§ **Supplied text**

□ □ □ □ □

Sorry for the long post...
Don't be mistaken, I'm not on an anti-gascolator campaign...

Just trying to reason the why and how instead of blindly doing something.
For what I understand, a gascolator is a very good element to have as a water separator and filter.

My issue is that with the 10 micron uncloggable filter after the boost pump (to protect the injectors) , I don't see the use of a gascolator (with a 70 micron mesh) FWF. Not to mention that with the 8's engine mount, there is not that much space on the lower firewall...

So I understand putting 1 before the boost pump to catch the debris that went through the fuel pick-up mesh in the tank.
That means just after the selector, in the cabin. Not my preferred solution, more on this further down.
Hence my planning on putting 1 in each wing root as Bevan and others did.
But that implies increasing the complexity of the system, and I'd like to avoid that.

As for water, I can see 4 possible ways (there may be more) that it can pollute the fuel.
- Condensation in tanks (removed by draining pre-flight)
- Leaky fuel caps when parked outside in rain (removed by draining, cured by changing caps)
- Contamination while refueling (this is always a risk, of course mitigated by draining afterwards)
- Condensation in the remainder of system (IMO, this is unlikely to happen as all the system should remain primed with fuel, especially if check valves are installed)

□ □ □ □ □

§ **Aim**
In the fuel-system post, what mesh size does the gascolator have?

□ □ □ □ □

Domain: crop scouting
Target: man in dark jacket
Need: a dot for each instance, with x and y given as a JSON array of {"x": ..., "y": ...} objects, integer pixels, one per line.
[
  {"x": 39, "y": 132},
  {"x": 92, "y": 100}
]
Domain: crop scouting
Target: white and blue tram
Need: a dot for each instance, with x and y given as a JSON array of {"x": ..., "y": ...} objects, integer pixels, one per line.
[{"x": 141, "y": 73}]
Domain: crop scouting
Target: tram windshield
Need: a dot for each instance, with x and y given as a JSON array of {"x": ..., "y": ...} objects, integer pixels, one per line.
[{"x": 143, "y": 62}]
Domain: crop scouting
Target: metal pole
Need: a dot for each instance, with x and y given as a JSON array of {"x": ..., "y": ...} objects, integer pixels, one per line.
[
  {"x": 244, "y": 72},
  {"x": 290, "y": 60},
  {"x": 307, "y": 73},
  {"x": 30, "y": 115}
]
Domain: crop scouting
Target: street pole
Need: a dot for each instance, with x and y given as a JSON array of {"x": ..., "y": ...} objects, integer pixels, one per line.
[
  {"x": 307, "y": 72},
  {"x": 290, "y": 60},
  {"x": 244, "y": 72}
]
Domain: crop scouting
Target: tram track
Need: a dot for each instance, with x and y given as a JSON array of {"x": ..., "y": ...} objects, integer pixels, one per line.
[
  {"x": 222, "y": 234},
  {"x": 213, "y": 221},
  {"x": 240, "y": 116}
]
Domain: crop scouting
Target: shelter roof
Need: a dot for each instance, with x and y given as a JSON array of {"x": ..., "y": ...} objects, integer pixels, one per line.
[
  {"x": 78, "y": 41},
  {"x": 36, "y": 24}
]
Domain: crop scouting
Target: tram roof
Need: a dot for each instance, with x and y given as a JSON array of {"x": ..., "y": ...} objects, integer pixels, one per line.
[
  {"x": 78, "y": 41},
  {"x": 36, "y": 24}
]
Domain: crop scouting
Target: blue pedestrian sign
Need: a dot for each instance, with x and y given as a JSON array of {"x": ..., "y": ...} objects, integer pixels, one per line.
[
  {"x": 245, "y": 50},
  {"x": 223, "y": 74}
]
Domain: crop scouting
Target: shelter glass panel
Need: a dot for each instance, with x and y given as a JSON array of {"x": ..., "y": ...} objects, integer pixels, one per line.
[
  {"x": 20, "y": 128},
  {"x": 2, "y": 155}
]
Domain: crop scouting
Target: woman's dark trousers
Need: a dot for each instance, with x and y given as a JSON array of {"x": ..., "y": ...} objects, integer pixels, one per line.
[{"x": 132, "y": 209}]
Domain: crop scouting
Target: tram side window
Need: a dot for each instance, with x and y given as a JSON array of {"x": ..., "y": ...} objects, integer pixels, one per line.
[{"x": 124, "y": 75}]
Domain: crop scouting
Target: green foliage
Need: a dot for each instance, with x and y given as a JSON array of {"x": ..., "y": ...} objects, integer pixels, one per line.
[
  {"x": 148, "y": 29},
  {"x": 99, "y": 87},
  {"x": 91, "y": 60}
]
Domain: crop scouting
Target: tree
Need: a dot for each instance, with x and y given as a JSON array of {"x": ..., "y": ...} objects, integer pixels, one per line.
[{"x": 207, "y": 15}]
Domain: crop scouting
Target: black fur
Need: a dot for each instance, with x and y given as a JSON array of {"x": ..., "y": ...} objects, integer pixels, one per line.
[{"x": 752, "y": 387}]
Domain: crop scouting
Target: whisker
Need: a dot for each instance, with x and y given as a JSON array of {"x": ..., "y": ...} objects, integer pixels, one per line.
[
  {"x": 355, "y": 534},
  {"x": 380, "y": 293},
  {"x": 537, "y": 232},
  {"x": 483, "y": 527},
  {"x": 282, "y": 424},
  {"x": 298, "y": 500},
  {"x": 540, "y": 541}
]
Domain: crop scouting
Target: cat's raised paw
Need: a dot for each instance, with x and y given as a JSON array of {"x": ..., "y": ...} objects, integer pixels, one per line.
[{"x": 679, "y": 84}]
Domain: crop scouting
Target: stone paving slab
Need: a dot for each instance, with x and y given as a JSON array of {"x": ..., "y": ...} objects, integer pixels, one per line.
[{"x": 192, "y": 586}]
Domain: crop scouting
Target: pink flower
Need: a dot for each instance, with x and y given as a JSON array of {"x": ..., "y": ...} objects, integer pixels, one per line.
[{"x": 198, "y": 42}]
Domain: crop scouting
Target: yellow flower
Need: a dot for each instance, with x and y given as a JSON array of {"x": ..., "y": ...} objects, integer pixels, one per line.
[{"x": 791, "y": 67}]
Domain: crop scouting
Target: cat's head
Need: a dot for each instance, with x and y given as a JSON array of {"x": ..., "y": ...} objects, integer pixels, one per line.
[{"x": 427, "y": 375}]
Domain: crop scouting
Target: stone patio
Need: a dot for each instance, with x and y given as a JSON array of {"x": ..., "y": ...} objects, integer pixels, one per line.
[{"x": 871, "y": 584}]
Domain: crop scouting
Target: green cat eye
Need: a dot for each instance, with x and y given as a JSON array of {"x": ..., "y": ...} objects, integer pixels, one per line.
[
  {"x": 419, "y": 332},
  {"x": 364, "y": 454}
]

□ □ □ □ □

§ **Exercise solution**
70 micron